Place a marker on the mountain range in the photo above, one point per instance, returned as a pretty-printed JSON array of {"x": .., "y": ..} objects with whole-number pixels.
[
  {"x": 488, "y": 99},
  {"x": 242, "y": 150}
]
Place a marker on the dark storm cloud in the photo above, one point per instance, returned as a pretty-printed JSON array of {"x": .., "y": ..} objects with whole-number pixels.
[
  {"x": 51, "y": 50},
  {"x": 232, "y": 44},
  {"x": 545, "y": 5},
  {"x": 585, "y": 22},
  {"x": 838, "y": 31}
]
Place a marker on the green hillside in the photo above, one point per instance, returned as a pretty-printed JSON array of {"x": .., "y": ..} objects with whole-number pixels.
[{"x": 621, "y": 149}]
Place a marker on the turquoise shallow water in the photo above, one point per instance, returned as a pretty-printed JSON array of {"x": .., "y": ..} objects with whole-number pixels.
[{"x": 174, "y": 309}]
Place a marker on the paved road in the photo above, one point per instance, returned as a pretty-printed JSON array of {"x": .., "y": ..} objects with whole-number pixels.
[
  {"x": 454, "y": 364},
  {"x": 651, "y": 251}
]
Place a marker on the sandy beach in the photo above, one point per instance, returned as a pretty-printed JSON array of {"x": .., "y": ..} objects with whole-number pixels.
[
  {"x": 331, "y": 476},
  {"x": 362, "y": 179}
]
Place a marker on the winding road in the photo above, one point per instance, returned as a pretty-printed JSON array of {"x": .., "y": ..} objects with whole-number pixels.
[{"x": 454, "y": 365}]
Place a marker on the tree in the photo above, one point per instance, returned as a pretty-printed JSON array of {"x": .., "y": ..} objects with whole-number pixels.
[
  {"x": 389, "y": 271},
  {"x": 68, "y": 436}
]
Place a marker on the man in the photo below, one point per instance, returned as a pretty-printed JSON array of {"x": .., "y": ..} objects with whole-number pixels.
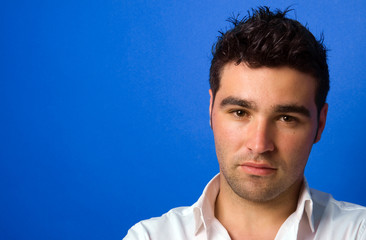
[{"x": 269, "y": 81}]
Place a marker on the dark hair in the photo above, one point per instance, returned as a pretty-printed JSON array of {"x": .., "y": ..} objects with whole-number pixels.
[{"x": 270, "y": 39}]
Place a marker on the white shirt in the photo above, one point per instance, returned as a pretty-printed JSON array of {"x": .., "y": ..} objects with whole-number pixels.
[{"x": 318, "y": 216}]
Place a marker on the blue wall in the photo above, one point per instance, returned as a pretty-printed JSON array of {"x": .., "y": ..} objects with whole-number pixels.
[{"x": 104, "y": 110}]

####

> Work required
Can you reproduce the data above with every "whole-number pixels" swapped for "integer pixel coordinates" and nothing else changed, leaving the pictures out?

> Reply
Place a marker on the mountain range in the photo above, one point per instance, returned as a pretty-printed JSON array of {"x": .., "y": ..} objects with integer pixel coordinates.
[
  {"x": 488, "y": 99},
  {"x": 242, "y": 150}
]
Place a marker on the dark storm cloud in the photo above, one point per instance, returned as a pretty-printed JSON array of {"x": .., "y": ..} objects with integer pixel coordinates.
[
  {"x": 51, "y": 50},
  {"x": 232, "y": 44},
  {"x": 545, "y": 5},
  {"x": 585, "y": 22},
  {"x": 838, "y": 31}
]
Place a marker on the green hillside in the photo above, one point per instance, returned as a pretty-printed JSON array of {"x": .., "y": ..} objects with integer pixel coordinates.
[{"x": 621, "y": 149}]
Place a marker on the turquoise shallow water in the photo above, one point per instance, returned as a pretty-printed JSON array of {"x": .., "y": ..} objects with integer pixel coordinates.
[{"x": 174, "y": 309}]
Place a marker on the paved road in the photo above, one point per instance, returned as a pretty-printed JSON array of {"x": .., "y": ..} objects with integer pixel coordinates.
[
  {"x": 454, "y": 364},
  {"x": 651, "y": 251}
]
Place a marker on the sandy beach in the photo above, one point per instance, returned as a pretty-printed JSON array of {"x": .., "y": ..} objects with integer pixel coordinates.
[
  {"x": 331, "y": 476},
  {"x": 362, "y": 179}
]
Place a marker on the winding road in the photo above, one point per instance, returned as a pretty-printed JSON array of {"x": .., "y": ..} objects with integer pixel coordinates.
[{"x": 454, "y": 365}]
Place a marker on the tree in the photo above, one point per instance, returned as a pretty-printed JSON array of {"x": .., "y": ..} objects with integer pixel coordinates.
[
  {"x": 389, "y": 271},
  {"x": 68, "y": 436}
]
Place a marker on the man in the photo below, one point per instance, returned as a pretty-printed JSON array of {"x": .., "y": ..} objects with integer pixel coordinates.
[{"x": 269, "y": 81}]
Place a marker on the dark hair in the photo above, one point per instance, returned as a pretty-printed JSON array of {"x": .., "y": ..} objects with integer pixel coordinates.
[{"x": 270, "y": 39}]
Place a marker on the white shirt in the photo above, one point per instance, returned as a pretty-printed JSON array of {"x": .., "y": ..} objects with integer pixel coordinates.
[{"x": 318, "y": 216}]
Place a marker on the blue wall in the photo above, one point per instance, returned as a pretty-printed JSON array of {"x": .., "y": ..} objects with integer pixel coordinates.
[{"x": 104, "y": 110}]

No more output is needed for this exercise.